Given data
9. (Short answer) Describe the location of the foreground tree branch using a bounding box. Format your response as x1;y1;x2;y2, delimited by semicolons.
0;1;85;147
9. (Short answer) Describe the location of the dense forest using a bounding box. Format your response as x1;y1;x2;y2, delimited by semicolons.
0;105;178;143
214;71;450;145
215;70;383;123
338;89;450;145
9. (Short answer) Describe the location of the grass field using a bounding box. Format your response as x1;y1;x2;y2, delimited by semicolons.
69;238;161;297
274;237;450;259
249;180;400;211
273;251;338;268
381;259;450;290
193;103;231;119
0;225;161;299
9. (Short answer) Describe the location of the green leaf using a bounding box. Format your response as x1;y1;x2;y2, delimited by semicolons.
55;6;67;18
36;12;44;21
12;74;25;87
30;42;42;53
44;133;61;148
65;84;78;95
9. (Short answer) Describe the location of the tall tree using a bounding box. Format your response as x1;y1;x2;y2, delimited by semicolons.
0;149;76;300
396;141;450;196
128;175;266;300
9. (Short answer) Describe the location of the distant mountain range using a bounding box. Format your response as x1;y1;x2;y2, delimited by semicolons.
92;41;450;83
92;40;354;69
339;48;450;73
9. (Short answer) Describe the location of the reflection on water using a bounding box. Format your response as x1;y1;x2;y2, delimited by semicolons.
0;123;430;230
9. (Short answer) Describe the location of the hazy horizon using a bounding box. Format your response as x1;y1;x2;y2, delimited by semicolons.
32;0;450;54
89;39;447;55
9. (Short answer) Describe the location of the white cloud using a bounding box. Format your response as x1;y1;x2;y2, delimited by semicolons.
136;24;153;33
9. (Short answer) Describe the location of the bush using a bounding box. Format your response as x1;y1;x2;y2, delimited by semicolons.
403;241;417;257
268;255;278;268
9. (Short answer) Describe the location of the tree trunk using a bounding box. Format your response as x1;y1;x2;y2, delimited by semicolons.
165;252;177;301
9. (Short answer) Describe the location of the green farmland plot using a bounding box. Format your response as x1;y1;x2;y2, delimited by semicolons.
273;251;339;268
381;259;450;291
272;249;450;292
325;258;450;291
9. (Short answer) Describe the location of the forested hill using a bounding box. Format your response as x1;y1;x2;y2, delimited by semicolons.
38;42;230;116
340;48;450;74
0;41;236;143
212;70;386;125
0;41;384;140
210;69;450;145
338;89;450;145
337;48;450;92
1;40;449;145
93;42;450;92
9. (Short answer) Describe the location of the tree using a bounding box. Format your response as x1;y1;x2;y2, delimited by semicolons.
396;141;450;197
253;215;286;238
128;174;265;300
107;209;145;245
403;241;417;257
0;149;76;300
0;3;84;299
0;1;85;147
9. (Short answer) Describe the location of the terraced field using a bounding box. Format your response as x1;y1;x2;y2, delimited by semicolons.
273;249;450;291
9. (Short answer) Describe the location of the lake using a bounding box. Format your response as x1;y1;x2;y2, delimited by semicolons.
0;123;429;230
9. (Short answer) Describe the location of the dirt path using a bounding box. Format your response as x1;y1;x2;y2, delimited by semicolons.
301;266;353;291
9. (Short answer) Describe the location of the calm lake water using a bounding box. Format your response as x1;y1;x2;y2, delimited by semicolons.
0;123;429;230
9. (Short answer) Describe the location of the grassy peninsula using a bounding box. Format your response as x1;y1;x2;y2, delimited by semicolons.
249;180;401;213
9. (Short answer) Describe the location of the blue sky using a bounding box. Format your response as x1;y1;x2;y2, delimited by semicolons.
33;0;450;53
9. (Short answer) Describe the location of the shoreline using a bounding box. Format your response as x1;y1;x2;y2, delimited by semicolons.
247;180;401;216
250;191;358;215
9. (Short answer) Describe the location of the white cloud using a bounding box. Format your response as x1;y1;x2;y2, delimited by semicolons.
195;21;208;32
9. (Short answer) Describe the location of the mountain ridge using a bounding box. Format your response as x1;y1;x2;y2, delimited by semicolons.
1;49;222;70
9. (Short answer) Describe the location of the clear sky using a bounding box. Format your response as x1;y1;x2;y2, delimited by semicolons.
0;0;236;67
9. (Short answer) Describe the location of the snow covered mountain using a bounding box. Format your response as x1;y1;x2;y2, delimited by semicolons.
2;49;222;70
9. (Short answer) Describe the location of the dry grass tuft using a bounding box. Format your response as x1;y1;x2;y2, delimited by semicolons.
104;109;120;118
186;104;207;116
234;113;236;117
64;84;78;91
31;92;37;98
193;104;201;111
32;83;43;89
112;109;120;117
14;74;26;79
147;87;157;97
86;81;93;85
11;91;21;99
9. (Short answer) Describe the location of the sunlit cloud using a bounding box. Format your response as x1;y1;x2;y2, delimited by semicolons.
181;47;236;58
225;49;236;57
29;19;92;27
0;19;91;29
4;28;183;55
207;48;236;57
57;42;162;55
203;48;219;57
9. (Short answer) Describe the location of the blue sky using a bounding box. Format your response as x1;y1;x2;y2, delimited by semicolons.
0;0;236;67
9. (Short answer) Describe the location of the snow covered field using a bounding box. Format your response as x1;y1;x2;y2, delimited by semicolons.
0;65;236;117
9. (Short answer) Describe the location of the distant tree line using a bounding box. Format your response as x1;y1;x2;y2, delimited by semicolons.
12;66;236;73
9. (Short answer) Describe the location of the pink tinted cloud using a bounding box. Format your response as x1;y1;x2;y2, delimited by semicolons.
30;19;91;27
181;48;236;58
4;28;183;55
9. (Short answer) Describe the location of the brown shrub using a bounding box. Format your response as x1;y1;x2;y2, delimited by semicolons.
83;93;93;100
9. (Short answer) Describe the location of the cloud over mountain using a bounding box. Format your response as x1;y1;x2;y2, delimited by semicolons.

How to complete this task
Please transcribe the whole listing exactly as it stands.

Answer space
9. (Short answer) Describe the location of the foreground tree branch using a bounding box. Format your response as x1;y1;x2;y2, delimited by semicolons.
0;1;85;147
9. (Short answer) Describe the location of the dense forest using a bounding box. Format your response as x1;y1;x2;y2, delimited by semicolons.
0;105;178;143
214;71;450;145
215;70;383;123
338;89;450;145
9. (Short answer) Describe the location of the grass field using a bounding box. Format your response as x1;y1;x2;y2, delimited by semicolons.
69;238;161;297
274;237;450;259
249;180;400;211
273;251;338;268
381;259;450;290
193;103;231;119
0;225;161;299
9. (Short answer) Describe the location of the green leaf using a bounding box. Format your response as x1;y1;x2;y2, delimited by semicolons.
55;6;67;18
36;12;44;21
12;74;25;87
30;42;42;53
44;133;61;148
65;84;78;95
9. (Short answer) Describe the location of the tall tree using a bounding box. Format your response as x1;y1;x2;y2, delimited by semicolons.
0;149;76;300
396;141;450;196
128;175;266;300
9. (Short answer) Describe the location of the distant mountain range using a bounding box. Format your response as x1;y1;x2;y2, delimited by semicolons.
92;41;450;83
92;40;354;69
339;48;450;73
9. (Short answer) Describe the location of the reflection on water using a bounding box. Format your response as x1;y1;x2;y2, delimited by semicolons.
0;123;430;230
9. (Short answer) Describe the location of the hazy horizon using a bounding box. Format your response as x1;y1;x2;y2, delimited by semicolons.
32;0;450;54
89;39;447;55
9. (Short answer) Describe the location of the white cloud using a bounding box. Format your response as x1;y1;x2;y2, delimited by semicolons.
136;24;153;33
9. (Short answer) Describe the location of the bush using a bounding box. Format your response as x1;y1;x2;y2, delimited by semicolons.
403;241;417;257
268;255;278;268
9. (Short answer) Describe the location of the tree trunk using a bounding box. Format your response as x1;y1;x2;y2, delimited by semicolons.
165;252;177;301
9. (Short answer) Describe the location of the green farmland plot using a bounding box. Format your response as x1;y1;x2;y2, delimited by semicolons.
273;251;339;268
381;259;450;291
272;249;450;292
325;258;450;291
9. (Short answer) Describe the location of the forested hill using a bounding box. Format your response as x1;y1;x2;y2, delimited by semicolons.
38;42;230;116
340;48;450;74
0;41;236;143
212;70;386;125
0;41;384;140
210;69;450;145
338;89;450;145
337;48;450;92
1;40;449;145
93;42;450;92
9. (Short answer) Describe the location of the tree using a bounding box. Format your response as x1;y1;x2;y2, delimited by semicolons.
396;141;450;197
253;215;286;238
128;174;265;300
107;209;145;245
403;241;417;257
0;149;76;300
0;3;84;299
0;1;85;147
9. (Short answer) Describe the location of the terraced field using a bounding box. Format your response as x1;y1;x2;y2, delimited by semicolons.
273;249;450;291
9. (Short answer) Describe the location of the lake using a bounding box. Format your response as x1;y1;x2;y2, delimited by semicolons.
0;123;429;230
9. (Short answer) Describe the location of the dirt path using a bounding box. Format your response as x1;y1;x2;y2, delimited by semicolons.
301;266;353;291
9. (Short answer) Describe the location of the calm lake water using a bounding box. Format your response as x1;y1;x2;y2, delimited by semicolons.
0;123;429;230
9. (Short answer) Describe the location of the grassy peninsula using a bounding box. Format your response as x1;y1;x2;y2, delimited by semicolons.
249;180;401;213
9. (Short answer) Describe the location of the blue sky using a bounding box. Format your response as x1;y1;x2;y2, delimited by semicolons.
33;0;450;53
9. (Short answer) Describe the location of the shoreline using a bounding box. Format your response as x1;y1;x2;y2, delimited by semicolons.
247;180;401;216
250;191;358;215
9. (Short answer) Describe the location of the white cloud using a bounding box. Format your response as x1;y1;x2;y2, delimited by semicolons.
195;21;208;32
9. (Short answer) Describe the location of the mountain ridge using a bounding box. Format your response as x1;y1;x2;y2, delimited by semicolons.
1;49;222;70
9. (Short answer) Describe the location of the clear sky using a bounding box. Format your response as x1;y1;x2;y2, delimited by semicolons.
0;0;236;67
9. (Short answer) Describe the location of the snow covered mountain using a bounding box. Format your response as x1;y1;x2;y2, delimited by semicolons.
2;49;222;70
9. (Short answer) Describe the location of the dry grass tuft using a bounding box. Format your response as x1;y1;x2;y2, delimited by semicolons.
104;109;120;118
186;104;207;116
234;113;236;117
64;84;78;91
31;92;37;98
193;104;201;111
32;83;43;89
112;109;120;117
14;74;26;79
147;87;157;97
86;81;93;85
11;91;21;99
9. (Short answer) Describe the location of the sunlit cloud using a bounding box. Format your response as x1;y1;x2;y2, delimited by semicolons.
181;47;236;58
225;49;236;57
29;19;92;27
0;19;91;29
4;28;183;55
207;48;236;57
57;42;162;55
203;48;219;57
9. (Short answer) Describe the location of the blue sky using a bounding box. Format your response as x1;y1;x2;y2, delimited by semicolons.
0;0;236;67
9. (Short answer) Describe the location of the snow covered field using a bounding box. Format your response as x1;y1;x2;y2, delimited by semicolons.
0;65;236;117
9. (Short answer) Describe the location of the distant tree line using a bounding box. Format your response as x1;y1;x2;y2, delimited by semicolons.
12;66;236;73
9. (Short answer) Describe the location of the pink tinted cloud using a bounding box. Format your response as x1;y1;x2;y2, delimited by semicolons.
30;19;91;27
181;48;236;58
4;28;183;55
9. (Short answer) Describe the location of the brown shrub using a bounding box. Format your response as x1;y1;x2;y2, delimited by semicolons.
83;93;93;100
9. (Short answer) Describe the location of the cloud over mountain using a bounding box. Format your response as x1;y1;x2;y2, delimited by semicolons.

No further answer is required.